▶ **Task item**
With the line containing "86L163 88L169 82L162" as the first and the final line of the entries as the last, repeat exactly the lines in that span, including both.

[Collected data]
- Opening Delimiter -
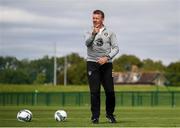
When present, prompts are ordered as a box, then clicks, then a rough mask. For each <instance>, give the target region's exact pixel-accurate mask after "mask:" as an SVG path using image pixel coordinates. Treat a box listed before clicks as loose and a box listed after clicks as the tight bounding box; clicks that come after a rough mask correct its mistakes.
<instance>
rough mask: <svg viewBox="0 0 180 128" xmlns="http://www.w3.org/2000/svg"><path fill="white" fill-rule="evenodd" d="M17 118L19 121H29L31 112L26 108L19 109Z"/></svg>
mask: <svg viewBox="0 0 180 128" xmlns="http://www.w3.org/2000/svg"><path fill="white" fill-rule="evenodd" d="M17 120H18V121H21V122H30V121H31V120H32V112H31V111H30V110H28V109H23V110H20V111H19V112H18V113H17Z"/></svg>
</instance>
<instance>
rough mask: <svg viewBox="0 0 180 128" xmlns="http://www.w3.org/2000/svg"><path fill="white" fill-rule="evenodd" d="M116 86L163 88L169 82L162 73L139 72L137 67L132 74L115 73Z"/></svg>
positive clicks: (133, 68) (132, 67)
mask: <svg viewBox="0 0 180 128" xmlns="http://www.w3.org/2000/svg"><path fill="white" fill-rule="evenodd" d="M113 79H114V84H117V85H118V84H119V85H126V84H138V85H141V84H142V85H159V86H163V85H164V84H165V82H166V81H167V80H166V78H165V76H164V75H163V74H162V73H161V72H139V71H138V68H137V67H136V66H133V67H132V70H131V71H130V72H113Z"/></svg>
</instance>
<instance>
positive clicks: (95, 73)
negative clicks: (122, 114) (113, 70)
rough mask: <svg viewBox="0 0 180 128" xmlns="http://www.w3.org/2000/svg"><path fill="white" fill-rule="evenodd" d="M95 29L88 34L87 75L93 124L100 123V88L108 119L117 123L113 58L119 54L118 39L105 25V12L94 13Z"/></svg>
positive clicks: (87, 36) (86, 41)
mask: <svg viewBox="0 0 180 128" xmlns="http://www.w3.org/2000/svg"><path fill="white" fill-rule="evenodd" d="M92 20H93V28H92V30H91V31H90V32H87V33H86V41H85V43H86V46H87V75H88V82H89V88H90V93H91V112H92V117H91V121H92V123H99V116H100V87H101V84H102V85H103V87H104V90H105V94H106V118H107V119H108V120H109V122H111V123H116V119H115V117H114V115H113V113H114V109H115V93H114V83H113V78H112V58H113V57H114V56H115V55H116V54H117V53H118V52H119V48H118V45H117V39H116V36H115V34H114V33H113V32H111V31H110V30H109V29H108V28H106V27H105V26H104V24H103V21H104V12H103V11H101V10H95V11H93V15H92Z"/></svg>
- Closing Delimiter -
▶ **Answer to the problem**
rough mask: <svg viewBox="0 0 180 128" xmlns="http://www.w3.org/2000/svg"><path fill="white" fill-rule="evenodd" d="M116 86L163 88L169 82L162 73L139 72L137 67L132 74L115 73Z"/></svg>
positive clicks: (133, 68) (132, 67)
mask: <svg viewBox="0 0 180 128" xmlns="http://www.w3.org/2000/svg"><path fill="white" fill-rule="evenodd" d="M113 79H114V84H117V85H118V84H119V85H126V84H138V85H141V84H142V85H159V86H163V85H164V84H165V82H166V81H167V80H166V78H165V76H164V75H163V74H162V73H161V72H139V71H138V68H137V67H136V66H133V67H132V70H131V71H130V72H113Z"/></svg>
</instance>
<instance>
positive clicks: (95, 73)
negative clicks: (122, 114) (113, 70)
rough mask: <svg viewBox="0 0 180 128" xmlns="http://www.w3.org/2000/svg"><path fill="white" fill-rule="evenodd" d="M95 29L88 34L87 75L93 124L100 123V88L108 119L117 123L113 58L119 54L118 39L105 25V12L94 13Z"/></svg>
positive clicks: (87, 36) (86, 41)
mask: <svg viewBox="0 0 180 128" xmlns="http://www.w3.org/2000/svg"><path fill="white" fill-rule="evenodd" d="M92 20H93V28H92V30H91V31H90V32H87V33H86V41H85V43H86V46H87V75H88V82H89V88H90V93H91V112H92V117H91V121H92V123H99V116H100V87H101V84H102V85H103V87H104V90H105V94H106V118H107V119H108V120H109V122H111V123H116V119H115V117H114V115H113V113H114V109H115V93H114V83H113V78H112V58H113V57H114V56H115V55H116V54H117V53H118V52H119V48H118V45H117V39H116V36H115V34H114V33H113V32H111V31H110V30H109V29H108V28H106V27H105V26H104V24H103V21H104V12H103V11H101V10H95V11H93V15H92Z"/></svg>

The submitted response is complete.